Copy the rows below again, replacing every "crop-scouting log" with "room inventory" and changing nothing else.

++++++++++++++++++++

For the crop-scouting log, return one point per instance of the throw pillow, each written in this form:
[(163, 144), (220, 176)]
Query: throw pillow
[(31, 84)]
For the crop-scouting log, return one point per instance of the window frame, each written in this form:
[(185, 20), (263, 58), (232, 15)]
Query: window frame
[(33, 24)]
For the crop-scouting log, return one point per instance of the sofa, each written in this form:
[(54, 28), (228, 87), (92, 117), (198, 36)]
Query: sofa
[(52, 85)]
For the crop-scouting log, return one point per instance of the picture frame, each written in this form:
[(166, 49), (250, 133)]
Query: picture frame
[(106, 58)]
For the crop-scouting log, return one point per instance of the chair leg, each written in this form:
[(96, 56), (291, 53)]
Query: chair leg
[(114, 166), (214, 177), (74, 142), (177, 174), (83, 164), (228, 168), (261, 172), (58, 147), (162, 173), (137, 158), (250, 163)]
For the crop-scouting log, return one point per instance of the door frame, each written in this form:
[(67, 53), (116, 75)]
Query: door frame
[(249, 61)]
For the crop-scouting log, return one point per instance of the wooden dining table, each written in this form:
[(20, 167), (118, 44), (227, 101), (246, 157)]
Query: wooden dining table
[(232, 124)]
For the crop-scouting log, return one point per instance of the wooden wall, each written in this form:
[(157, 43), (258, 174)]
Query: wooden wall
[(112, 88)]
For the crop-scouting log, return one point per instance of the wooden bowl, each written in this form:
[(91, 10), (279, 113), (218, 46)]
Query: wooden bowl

++++++++++++++++++++

TASK ANSWER
For the room inventory, return one point per instance of the throw pillow, each written in this form:
[(163, 144), (220, 176)]
Query: throw pillow
[(31, 84)]
For the room inventory, return one point per instance of the window frame, each written in this form:
[(185, 20), (263, 58), (232, 15)]
Query: window frame
[(33, 24)]
For the room inventory, return one point per instance of the sofa, each written in this form:
[(54, 28), (228, 87), (92, 117), (198, 36)]
Query: sofa
[(52, 85)]
For the room inventory, return one point per instance of the picture frame, each written in this form:
[(166, 49), (250, 133)]
Query: picture frame
[(106, 58)]
For the room inventory, return one point per instance of the chair leg, each written in this form:
[(96, 56), (291, 53)]
Query: chair leg
[(114, 166), (214, 177), (74, 142), (177, 174), (83, 164), (228, 168), (261, 172), (58, 147), (162, 173), (137, 158), (250, 163)]
For the room inventory, return one point per instance of the door frame, each written in this form:
[(67, 53), (116, 75)]
Query: door frame
[(249, 61)]
For the room inventory, return one point per instance of the wooden dining table, each written in this form:
[(20, 167), (118, 44), (227, 101), (246, 157)]
Query: wooden dining table
[(232, 124)]
For the room inventory, return one point per instance of the wooden wall, each written in this form:
[(157, 43), (258, 174)]
Query: wooden wall
[(112, 88)]
For the room inventory, return one point per instance of the wooden bowl, each written in this form:
[(91, 10), (279, 113), (218, 46)]
Query: wooden bowl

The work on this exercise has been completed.